◆ Requirement A: In the text on the Nobel-winning anti-parasitic drugs, where was the soil containing Avermectin collected?
◆ Requirement B: Extend the text on the Nobel-winning anti-parasitic drugs, picking up right after its final sentence.

◆ Selected text:
-- Opening Marker --
At a news conference last week, Satoshi Omura, a Japanese researcher and one of three scientists who had just won the Nobel Prize in Physiology or Medicine, made a comment that was not only modest but, properly considered, profound.
I’ll get to the comment in time. First, though, some background:
The scientists used modern laboratory techniques to discover anti-parasitic drugs that, in the Nobel Committee’s words, “have revolutionized the treatment of some of the most devastating parasitic diseases” in the world.
Dr. Omura’s work was on the development of a medicine that has nearly eradicated the dreaded disease “river blindness” and radically reduced the incidence of the disfiguring disease known as elephantiasis. Dr. Omura’s work has already helped hundreds of millions of sufferers of these diseases, and has the potential of eradicating the ailments entirely.
Parasitic diseases are a threat to an estimated one-third of the world’s population, particularly among the poor in sub-Saharan Africa, South Asia and Latin America.
The work of Dr. Omura and the other scientists consisted of identifying and isolating a compound, which they called Avermectin, that occurs in nature – in this case soil collected by Dr. Omura from a golf course near Tokyo.
Anti-parasitic agents are not the only blessings concealed in plants and soil. Many anti-bacterial and anti-viral compounds have also been found hidden in plain (if microscopic) sight, and successfully treat dangerous infections common in the Western world.
-- Closing Marker --
◆ Record extracts:
-- Opening Marker --
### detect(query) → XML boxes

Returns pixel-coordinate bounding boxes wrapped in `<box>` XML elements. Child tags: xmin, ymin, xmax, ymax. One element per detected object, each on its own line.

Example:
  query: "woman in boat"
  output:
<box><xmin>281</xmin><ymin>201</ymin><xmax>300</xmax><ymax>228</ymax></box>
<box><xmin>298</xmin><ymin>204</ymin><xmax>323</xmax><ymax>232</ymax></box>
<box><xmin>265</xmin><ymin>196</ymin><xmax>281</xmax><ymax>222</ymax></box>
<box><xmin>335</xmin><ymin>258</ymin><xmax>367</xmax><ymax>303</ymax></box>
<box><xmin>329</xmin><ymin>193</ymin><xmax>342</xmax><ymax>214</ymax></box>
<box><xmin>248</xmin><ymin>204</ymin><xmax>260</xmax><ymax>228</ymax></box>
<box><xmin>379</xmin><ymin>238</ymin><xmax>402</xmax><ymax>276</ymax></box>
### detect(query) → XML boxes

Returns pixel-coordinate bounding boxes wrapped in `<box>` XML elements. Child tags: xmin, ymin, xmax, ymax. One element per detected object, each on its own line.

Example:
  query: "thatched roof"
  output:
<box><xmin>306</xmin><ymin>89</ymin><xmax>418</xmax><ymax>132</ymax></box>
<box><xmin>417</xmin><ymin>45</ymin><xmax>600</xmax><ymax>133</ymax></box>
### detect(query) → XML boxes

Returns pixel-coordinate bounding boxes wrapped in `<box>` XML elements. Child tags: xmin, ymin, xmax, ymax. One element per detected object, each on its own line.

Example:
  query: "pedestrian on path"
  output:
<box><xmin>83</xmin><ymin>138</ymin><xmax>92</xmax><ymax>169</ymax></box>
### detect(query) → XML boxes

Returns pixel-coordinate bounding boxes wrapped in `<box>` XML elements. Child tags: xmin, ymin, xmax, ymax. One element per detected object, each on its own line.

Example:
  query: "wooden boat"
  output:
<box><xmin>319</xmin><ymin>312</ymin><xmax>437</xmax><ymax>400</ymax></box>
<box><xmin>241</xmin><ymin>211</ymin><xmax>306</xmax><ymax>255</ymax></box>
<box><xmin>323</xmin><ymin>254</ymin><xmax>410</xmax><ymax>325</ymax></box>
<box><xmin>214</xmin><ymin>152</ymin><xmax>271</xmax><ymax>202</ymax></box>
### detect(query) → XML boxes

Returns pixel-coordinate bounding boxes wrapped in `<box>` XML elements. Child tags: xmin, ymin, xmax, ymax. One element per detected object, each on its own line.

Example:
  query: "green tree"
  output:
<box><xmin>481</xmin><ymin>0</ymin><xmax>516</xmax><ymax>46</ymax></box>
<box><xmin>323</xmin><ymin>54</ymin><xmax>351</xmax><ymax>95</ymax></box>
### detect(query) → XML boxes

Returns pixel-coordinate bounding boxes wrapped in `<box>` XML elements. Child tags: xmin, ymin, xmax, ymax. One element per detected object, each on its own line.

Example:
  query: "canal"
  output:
-- Closing Marker --
◆ Expected answer A: From a golf course near Tokyo.

◆ Expected answer B:
The most famous one is penicillin, which was discovered in 1928 when an airborne mold infected a petri dish in the lab of Scottish scientist Alexander Fleming. But there are scores of substances in nature that have become effective treatments for myriad maladies.
The bacterium that causes clostridium difficile colitis, or “C-diff,” for instance, a serious intestinal ailment, is prevalent in hospitals and, in 2011 resulted in about half a million infections and 29,000 deaths in the United States alone.
One of the most effective treatments for C-diff is a drug called Vancomycin (which also is the treatment of choice for complicated skin and bloodstream infections and some forms of meningitis). The drug was first isolated in 1953 from a soil sample collected from the interior jungles of Borneo.
Many scientists, upon isolating such compounds and identifying their properties and uses, proudly accept credit for their accomplishments. How many, though, I wonder, stop to think about just what it is they did and didn’t do?
To be sure, much credit is due for the painstaking work of cultivating biological agents, experimenting with them, compiling data, and then collating and interpreting them. But such cures for diseases, in the end, are merely discovered by the men of science, not created by them.
Do the researchers give thought to the Creator of the cures, Who secured them in unexplored places, until the arrival of the right time for their discoveries? Have they considered how odd it is that there even are cures for dreaded diseases in soil and plants?
So much of what is heralded as astounding scientific achievement is simply accessing the miracle of nature, of Hashem’s gifts. When a sheep was first successfully cloned a number of years ago, what was essentially accomplished was the coaxing of genetic material to do precisely what it does naturally all the time: code for traits, replicate and direct protein synthesis. Those things, not the clonings, were, and are, the miracles.
And when they were first performed, heart transplants were amazing. But, at least to thoughtful people, never remotely as amazing as hearts.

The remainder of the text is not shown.